Problem set:
[a] Answer these questions from the blog post on food and class.
(i) What credential follows Karen Michaeli's name?
(ii) Whose words are quoted at the start of the opinion piece?
(iii) In which decade does the post place the golden age of co-ops?
[b] Carry on the blog post about healthy food and class from the point where it stops.

Text:
>> BEGIN

PEERtrainer Lose weight with PEERtrainer. Find a group and get started today!
 
PT blog: The doctor weighs in

Karen Michaeli: On food & class

It is with great pleasure that I introduce my first guest blogger, Karen Michaeli, MSW.  Karen is an expert in issues related to improving health for individuals living with chronic illness.  She has also thought a great deal about the linkage between how we live (including what we eat) and how it impacts not just our individual health, but the health of our communities and, indeed, the health of the world. 

 

Opinion: Healthy Food is a Class Issue 

By Karen Michaeli, MSW

 

“How we eat determines to a considerable extent how the world is used.”

-Wendell Berry 

 

If you subscribe to a Community Supported Agriculture (CSA) or shop at your local farmers’ market, you know what it’s like to eat fresh, organically-grown food during a growing season; you also know that you are supporting local farmers. What you may or may not know is that you are also supporting access for all people to healthy food.

 

Co-ops, during their golden age of the 1970s, were once also a way to buy affordable, locally grown produce. Since that time, however, these grocery stores have retained a minimal co-op structure with membership fees, but largely transformed themselves into boutique-style specialty food retailers. They continue to sell produce, but at a significant markup. The pricing belies the traditional marketing aesthetic of hand-drawn signs and a token bulk-foods aisle, and local agriculture is supported to a limited extent. An organic farmer near Iowa City, Iowa recently shared with me his observation of a woman buying a three-dollar tomato at a local co-op grocery!

>> END

Information provided:
>> BEGIN

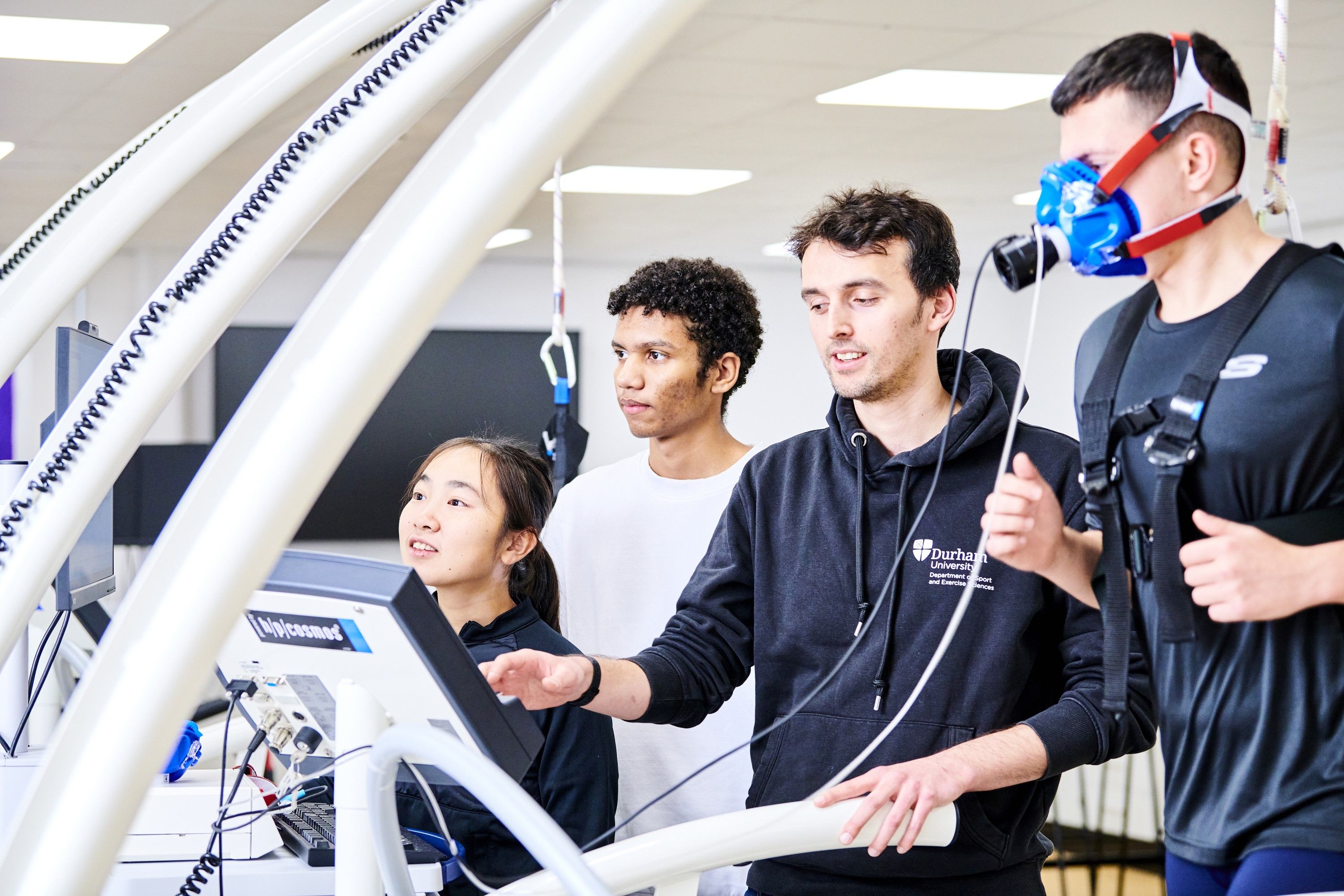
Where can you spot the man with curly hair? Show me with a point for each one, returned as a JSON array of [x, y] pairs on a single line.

>> END

Response list:
[a]
(i) MSW
(ii) Wendell Berry
(iii) The 1970s

[b]
 

Proponents of co-op grocery retailers argue that it’s worth paying a little more to buy organic. Co-op markups are far more than “a little”, however, and this is the point where sustainability and class issues converge: the excessive markup at co-ops is maintained by the mostly high-income customer base willing to pay the high prices. This boutique grocery model has inspired the proliferation of large chains such as Whole Foods, which cater to the same market. Like co-ops, these groceries support local farmers to a limited extent, which helps their popularity with sustainability-aware markets, but these stores also charge exorbitantly.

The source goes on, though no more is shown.